╭─ Text

Our work aims to raise opportunistic mobile crowdsensing to a reliable means of observing phenomena, focusing on urban environmental monitoring. More specifically, the mobile crowdsensors contribute measurements related to the physical environment (e.g., ambient temperature, air pressure, ambient humidity, ambient light, sound level, magnetic field) using the embedded/connected sensors on smart devices. To this end, we have developed a set of protocols that together support "context-aware collaborative mobile crowdsensing at the edge", by combining the following complementary features:

(i) CalibrateNoiseTogether: Multi-hop, multiparty calibration to ensure the accuracy of sensors embedded in or connected to smartphones. Sensors that are within a relevant sensing and communication range coordinate so that the observations of previously calibrated sensors serve calibrating new sensors.

(ii) ContextSense: Inference of the crowdsensors’ physical context so as to characterize the gathered data. Indeed, the relevance of the provided measurements depends on the adequacy of the sensing context with respect to the analyzed phenomena. We introduce an online learning approach to support the local inference of the sensing context that can evolve according to the environment in which it takes place.

(iii) BeTogether: Context-aware grouping of crowdsensors to share the workload and filter out low quality data. We leverage D2D communication and introduce a context-aware and cloud-less collaboration strategy in which crowdsensor groups are maintained in an autonomous and distributed way to monitor a physical phenomenon of interest.

(iv) IAM (Interpolation and Aggregation on the Move): Data processing at the edge to enhance the knowledge transferred to the cloud and reduce the data uploading and resource consumption in the cloud. The data interpolation and aggregation is based on opportunistic meetings of the crowdsensors, and the relay decision is made based on the quality of the inferred data.
URL:
https://github.com/sensetogether
Contact:
Valerie Issarny
Participants:
Yifan Du, Françoise Sailhan, Valerie Issarny

6.1.3 SocialBus

Name:
Universal Social Network Bus
Keywords:
Middleware, Interoperability, Social networks, Software Oriented Service (SOA)
Functional Description:
Online social network services (OSNSs) have become an integral part of our daily lives. At the same time, the aggressive market competition has led to the emergence of multiple competing siloed OSNSs that cannot interoperate. As a consequence, people face the burden of creating and managing multiple OSNS accounts and learning how to use them, to stay connected. The goal of the Universal Social Network Bus (USNB) is to relieve users from such a burden, letting them use their favorite applications to communicate.

╰─

> [Exercise 1]
According to the text, what does IAM stand for?
> [Exercise 2]
Reproduce the passage of the text from "(i) CalibrateNoiseTogether: Multi-hop, multiparty" to "calibrating new sensors." word for word.

╭─ Recorded information

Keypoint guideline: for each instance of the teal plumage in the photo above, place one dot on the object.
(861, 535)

╰─

> [Written response 1]
Interpolation and Aggregation on the Move.

> [Written response 2]
(i) CalibrateNoiseTogether: Multi-hop, multiparty calibration to ensure the accuracy of sensors embedded in or connected to smartphones. Sensors that are within a relevant sensing and communication range coordinate so that the observations of previously calibrated sensors serve calibrating new sensors.